» **The problem**
Please state how many lines in the records below contain the word "buried". Reply with the number alone.

» **Supplied records**
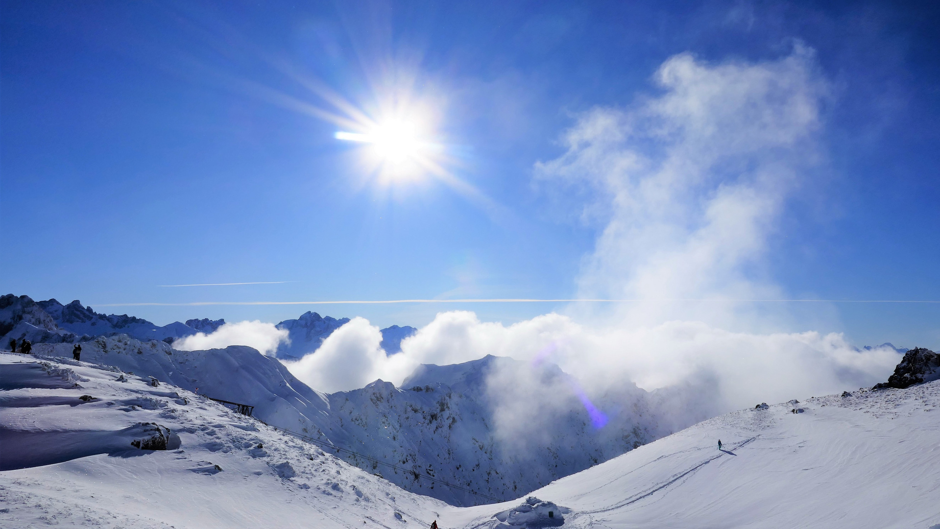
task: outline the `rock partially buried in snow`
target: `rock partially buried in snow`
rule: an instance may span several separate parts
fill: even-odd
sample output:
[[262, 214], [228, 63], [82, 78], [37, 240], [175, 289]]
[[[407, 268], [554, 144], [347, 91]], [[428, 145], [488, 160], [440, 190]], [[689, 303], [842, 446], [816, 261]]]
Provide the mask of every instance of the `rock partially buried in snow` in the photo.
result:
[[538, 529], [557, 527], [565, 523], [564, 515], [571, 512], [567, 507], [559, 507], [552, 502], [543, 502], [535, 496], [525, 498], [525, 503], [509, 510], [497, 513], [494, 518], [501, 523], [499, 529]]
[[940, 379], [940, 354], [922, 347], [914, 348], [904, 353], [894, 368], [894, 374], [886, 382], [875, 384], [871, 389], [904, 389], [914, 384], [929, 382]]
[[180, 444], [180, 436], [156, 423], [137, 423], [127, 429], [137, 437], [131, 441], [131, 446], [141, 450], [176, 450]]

» **Task response**
3